Exercice court A -> Quelles lignes des entrées contiennent la chaîne « decorative » ? Extrayez chacune d'elles.

Extrait du texte ->

CORRESPONDANCE - Année 1761 - Partie 31
Photo de PAPAPOUSS
à Mademoiselle Fel.
Au château de Ferney, par Genève, 29 Juillet (1).
Il me semble, mademoiselle, que je vous dois des remerciements, toutes les années, d’avoir bien voulu venir dans ma petite retraite ; mais il faut que je vous remercie d’une autre sorte de plaisir que vous m’avez fait, et que vous ne savez peut-être pas.
Vous me dites aux Délices qu’il y avait à Paris un homme plein d’esprit et de générosité, dont le plus grand plaisir était celui d’obliger, et que c’était M. de La Borde (2). Je m’en suis souvenu, quand il a été question d’imprimer un Corneille avec des commentaires, et d’en faire une édition magnifique, au profit de la famille infortunée de ce grand homme. J’ai répété mot pour mot à M. de La Borde, très indiscrètement, tout ce que vous m’aviez dit de lui. Je vous assure qu’il n’a pas démenti vos éloges : il favorise cette entreprise avec tout le zèle d’un excellent citoyen, et il m’a écrit une lettre qui fait bien voir qu’il a autant d’esprit que de noblesse d’âme. Je suis si pénétré de tout ce qu’il daigne faire, que je ne puis m’en taire avec vous.
Vous qui avez des talents si supérieurs, mademoiselle, vous sentez bien mieux que personne, combien il sera beau à notre nation de protéger les talents du grand Corneille cent ans après sa mort, et vous devez être flattée que ce soit votre ami, M. de La Borde, qui ait fait les premières démarches. Pardonnez donc à mon enthousiasme, et comptez que nous en avons toujours beaucoup pour vous au pied des Alpes, madame Denis et moi. Recevez, avec votre bonté ordinaire, les sentiments respectueux du vieux Voltaire.

Exercice court B -> Quels noms de lieux la lettre mentionne-t-elle ?

Entrées fournies ->

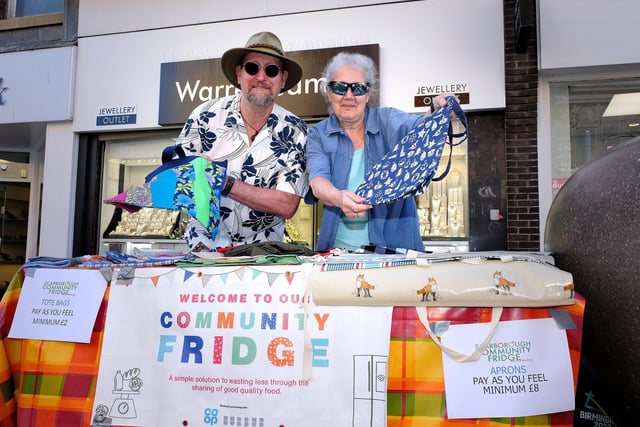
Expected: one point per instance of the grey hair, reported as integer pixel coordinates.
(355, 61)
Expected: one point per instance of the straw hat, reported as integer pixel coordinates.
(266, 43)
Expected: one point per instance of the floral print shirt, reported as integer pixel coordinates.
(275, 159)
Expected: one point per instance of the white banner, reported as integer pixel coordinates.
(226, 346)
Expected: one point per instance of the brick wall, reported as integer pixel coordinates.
* * *
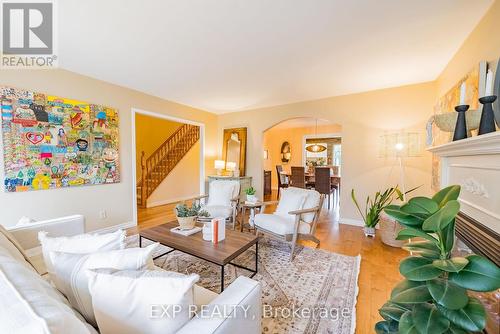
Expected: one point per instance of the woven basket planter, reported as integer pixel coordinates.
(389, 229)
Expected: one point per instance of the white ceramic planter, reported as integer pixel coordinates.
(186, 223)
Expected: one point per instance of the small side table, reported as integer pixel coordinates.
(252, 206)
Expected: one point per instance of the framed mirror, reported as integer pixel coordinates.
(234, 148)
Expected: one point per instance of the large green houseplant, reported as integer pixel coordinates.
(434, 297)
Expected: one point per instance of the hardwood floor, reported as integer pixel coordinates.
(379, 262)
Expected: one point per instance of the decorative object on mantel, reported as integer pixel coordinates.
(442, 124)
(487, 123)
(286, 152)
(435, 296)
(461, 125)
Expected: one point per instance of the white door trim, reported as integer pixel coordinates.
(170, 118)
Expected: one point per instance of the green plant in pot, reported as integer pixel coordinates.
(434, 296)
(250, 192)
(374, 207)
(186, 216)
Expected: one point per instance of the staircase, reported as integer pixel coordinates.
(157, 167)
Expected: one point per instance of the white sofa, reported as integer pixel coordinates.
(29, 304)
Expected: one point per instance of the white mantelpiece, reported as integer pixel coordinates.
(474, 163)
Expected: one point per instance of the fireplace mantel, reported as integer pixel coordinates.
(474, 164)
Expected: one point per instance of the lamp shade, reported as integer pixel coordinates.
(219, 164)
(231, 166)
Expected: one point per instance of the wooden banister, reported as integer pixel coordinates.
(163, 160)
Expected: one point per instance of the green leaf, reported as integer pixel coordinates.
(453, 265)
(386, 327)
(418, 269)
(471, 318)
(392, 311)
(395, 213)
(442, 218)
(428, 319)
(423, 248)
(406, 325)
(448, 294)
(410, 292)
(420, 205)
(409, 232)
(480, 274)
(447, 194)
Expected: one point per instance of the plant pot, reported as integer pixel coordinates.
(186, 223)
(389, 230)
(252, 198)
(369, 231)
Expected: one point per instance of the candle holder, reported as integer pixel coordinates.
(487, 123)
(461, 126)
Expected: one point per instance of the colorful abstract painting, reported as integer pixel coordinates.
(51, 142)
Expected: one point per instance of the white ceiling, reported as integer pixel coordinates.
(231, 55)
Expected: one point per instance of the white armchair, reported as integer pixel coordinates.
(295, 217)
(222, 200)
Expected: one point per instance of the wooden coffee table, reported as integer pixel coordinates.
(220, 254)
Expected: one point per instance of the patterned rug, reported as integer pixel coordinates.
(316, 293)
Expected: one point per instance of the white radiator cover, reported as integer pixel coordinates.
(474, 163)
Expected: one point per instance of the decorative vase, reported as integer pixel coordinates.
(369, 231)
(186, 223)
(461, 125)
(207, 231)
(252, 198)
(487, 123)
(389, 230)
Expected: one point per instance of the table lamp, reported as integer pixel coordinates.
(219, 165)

Réponse A ->
Expected: one point per instance of the decorative object on mantel, reported as integer pixel coordinates.
Expected: one point per instance of the decorative vase, reported as integer pixel coordinates.

Réponse B -> Ferney, Genève, les Délices, Paris, les Alpes